• _Exercise input_
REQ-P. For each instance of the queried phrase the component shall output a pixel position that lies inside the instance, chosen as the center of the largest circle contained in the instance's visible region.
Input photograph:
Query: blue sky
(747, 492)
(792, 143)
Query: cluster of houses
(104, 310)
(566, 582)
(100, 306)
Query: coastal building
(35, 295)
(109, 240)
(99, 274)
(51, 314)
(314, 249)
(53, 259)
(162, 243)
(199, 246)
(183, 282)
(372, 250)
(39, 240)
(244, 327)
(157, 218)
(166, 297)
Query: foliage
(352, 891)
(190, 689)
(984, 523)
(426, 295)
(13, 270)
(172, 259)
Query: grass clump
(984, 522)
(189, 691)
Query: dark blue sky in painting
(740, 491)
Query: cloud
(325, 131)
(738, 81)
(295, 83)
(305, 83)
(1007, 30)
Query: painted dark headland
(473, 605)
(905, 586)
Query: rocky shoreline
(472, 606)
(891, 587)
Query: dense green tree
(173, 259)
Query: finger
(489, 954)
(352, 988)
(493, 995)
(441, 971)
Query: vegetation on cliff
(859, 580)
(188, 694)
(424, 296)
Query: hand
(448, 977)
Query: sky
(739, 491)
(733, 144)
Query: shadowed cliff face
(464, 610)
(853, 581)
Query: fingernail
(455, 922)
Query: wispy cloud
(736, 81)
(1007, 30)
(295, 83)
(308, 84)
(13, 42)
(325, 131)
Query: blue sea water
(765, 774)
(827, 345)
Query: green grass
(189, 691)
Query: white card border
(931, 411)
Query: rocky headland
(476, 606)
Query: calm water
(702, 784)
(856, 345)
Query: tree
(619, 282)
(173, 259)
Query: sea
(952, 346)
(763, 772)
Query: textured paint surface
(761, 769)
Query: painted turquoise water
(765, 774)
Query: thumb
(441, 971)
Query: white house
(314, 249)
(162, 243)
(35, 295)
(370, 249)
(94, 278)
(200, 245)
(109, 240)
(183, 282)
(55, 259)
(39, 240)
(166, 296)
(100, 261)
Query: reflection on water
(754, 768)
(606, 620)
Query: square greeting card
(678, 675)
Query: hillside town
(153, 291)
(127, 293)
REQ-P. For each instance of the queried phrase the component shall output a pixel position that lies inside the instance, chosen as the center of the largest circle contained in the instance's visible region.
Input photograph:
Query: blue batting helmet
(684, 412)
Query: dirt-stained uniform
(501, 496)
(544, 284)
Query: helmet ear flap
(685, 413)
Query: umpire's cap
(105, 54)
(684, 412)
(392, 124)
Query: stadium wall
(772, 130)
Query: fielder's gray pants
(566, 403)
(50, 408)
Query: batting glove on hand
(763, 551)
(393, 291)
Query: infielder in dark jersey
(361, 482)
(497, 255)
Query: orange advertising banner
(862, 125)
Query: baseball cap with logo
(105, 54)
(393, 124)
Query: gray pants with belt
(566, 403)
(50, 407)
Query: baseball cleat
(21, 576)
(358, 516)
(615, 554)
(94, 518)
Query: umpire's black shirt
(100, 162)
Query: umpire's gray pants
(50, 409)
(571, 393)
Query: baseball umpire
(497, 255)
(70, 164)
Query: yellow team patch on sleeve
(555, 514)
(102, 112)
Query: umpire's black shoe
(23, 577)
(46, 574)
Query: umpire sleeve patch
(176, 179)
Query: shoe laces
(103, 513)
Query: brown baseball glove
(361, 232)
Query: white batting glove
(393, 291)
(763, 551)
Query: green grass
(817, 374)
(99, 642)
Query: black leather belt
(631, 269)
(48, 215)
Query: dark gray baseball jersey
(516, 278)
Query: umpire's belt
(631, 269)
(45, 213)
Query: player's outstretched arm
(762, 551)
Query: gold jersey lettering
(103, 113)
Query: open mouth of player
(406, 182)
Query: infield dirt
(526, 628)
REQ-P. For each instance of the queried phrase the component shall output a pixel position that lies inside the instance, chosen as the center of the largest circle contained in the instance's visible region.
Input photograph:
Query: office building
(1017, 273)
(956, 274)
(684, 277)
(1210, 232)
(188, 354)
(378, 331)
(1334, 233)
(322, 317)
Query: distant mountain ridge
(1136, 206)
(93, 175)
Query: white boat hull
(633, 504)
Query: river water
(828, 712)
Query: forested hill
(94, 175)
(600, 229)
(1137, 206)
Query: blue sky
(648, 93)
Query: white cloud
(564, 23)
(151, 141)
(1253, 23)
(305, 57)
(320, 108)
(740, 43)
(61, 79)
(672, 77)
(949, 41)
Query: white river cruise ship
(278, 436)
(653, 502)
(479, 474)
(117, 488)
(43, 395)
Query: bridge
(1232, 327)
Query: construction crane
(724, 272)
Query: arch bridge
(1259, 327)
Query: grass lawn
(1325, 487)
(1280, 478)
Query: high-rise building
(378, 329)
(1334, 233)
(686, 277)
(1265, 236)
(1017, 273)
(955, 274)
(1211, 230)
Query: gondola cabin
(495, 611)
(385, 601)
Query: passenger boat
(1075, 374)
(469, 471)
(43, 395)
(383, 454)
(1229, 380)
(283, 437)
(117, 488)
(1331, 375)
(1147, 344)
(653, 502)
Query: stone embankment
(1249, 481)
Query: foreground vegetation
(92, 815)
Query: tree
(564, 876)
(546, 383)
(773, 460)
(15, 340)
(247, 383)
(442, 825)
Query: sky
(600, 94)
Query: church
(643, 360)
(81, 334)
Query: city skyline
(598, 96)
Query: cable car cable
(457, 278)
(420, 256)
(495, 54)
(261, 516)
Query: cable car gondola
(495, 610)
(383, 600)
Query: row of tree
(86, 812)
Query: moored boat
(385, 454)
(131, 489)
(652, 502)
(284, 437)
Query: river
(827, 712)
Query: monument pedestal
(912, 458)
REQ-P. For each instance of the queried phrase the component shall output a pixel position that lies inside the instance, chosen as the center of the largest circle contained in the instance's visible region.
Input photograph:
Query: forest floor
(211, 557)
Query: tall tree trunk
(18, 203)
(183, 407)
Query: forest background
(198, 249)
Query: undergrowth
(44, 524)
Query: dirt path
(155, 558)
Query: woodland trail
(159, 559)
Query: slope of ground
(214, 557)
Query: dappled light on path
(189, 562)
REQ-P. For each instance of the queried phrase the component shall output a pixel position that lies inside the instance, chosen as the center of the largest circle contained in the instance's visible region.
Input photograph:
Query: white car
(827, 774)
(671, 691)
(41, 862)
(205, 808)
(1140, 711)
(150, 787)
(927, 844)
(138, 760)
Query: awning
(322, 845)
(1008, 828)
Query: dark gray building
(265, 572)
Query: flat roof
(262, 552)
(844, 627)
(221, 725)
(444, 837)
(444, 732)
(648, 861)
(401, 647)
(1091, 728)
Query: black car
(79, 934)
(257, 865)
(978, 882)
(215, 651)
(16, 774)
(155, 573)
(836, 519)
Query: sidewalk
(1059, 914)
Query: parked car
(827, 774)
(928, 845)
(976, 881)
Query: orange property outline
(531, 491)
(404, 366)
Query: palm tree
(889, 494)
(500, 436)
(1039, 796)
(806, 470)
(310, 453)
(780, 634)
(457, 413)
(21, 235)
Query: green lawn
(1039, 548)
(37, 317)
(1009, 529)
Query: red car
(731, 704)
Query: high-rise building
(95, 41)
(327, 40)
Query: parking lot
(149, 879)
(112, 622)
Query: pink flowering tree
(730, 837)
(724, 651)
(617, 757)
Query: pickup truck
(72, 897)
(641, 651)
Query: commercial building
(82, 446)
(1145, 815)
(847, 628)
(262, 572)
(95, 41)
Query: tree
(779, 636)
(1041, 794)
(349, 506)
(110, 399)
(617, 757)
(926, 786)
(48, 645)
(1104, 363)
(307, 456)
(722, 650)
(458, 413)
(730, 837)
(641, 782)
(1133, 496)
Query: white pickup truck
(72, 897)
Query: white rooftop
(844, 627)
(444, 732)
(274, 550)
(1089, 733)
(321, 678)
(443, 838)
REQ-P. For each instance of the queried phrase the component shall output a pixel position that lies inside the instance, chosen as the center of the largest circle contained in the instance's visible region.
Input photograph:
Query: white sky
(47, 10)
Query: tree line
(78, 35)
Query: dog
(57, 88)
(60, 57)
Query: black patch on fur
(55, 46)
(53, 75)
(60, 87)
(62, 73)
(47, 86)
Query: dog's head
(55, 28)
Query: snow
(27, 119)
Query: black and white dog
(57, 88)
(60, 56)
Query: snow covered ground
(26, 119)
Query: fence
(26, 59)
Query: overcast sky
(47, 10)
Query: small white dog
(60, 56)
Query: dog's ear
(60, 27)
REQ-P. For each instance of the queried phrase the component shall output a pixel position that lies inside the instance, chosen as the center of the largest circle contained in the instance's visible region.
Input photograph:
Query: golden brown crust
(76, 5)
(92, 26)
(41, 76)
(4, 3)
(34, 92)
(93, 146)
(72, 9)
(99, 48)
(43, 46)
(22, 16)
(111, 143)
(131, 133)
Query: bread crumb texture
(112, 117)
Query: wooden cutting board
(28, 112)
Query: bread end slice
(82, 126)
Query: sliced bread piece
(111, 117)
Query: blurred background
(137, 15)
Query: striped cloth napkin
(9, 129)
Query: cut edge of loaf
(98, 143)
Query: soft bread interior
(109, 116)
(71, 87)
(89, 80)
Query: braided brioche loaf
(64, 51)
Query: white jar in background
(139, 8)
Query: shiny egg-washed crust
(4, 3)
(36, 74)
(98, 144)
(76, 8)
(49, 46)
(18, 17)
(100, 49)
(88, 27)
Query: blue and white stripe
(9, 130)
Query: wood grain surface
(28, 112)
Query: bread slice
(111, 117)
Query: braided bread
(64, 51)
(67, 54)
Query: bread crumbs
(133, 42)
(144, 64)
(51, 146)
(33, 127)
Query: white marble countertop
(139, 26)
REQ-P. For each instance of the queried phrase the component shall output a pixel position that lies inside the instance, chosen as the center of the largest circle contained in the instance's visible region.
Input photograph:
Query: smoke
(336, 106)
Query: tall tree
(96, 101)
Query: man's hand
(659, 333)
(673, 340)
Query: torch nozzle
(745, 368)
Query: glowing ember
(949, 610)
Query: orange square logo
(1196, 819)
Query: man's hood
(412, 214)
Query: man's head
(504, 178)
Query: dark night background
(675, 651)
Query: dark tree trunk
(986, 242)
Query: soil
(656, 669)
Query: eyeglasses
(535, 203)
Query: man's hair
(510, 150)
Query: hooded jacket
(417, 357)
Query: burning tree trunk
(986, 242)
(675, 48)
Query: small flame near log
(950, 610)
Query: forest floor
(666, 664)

• _The request_
Through the last line of the entries above, beginning at the line containing "Query: man's hand", transcribe each line exactly, both ends included and nothing more.

• _Task answer_
Query: man's hand
(659, 333)
(673, 340)
Query: torch nozzle
(745, 368)
Query: glowing ember
(949, 610)
Query: orange square logo
(1196, 819)
Query: man's hood
(412, 214)
Query: man's head
(504, 178)
Query: dark night background
(675, 651)
Query: dark tree trunk
(986, 242)
Query: soil
(656, 669)
Query: eyeglasses
(535, 203)
Query: man's hair
(510, 150)
Query: hooded jacket
(417, 357)
Query: burning tree trunk
(986, 242)
(675, 48)
Query: small flame near log
(950, 610)
Query: forest floor
(666, 664)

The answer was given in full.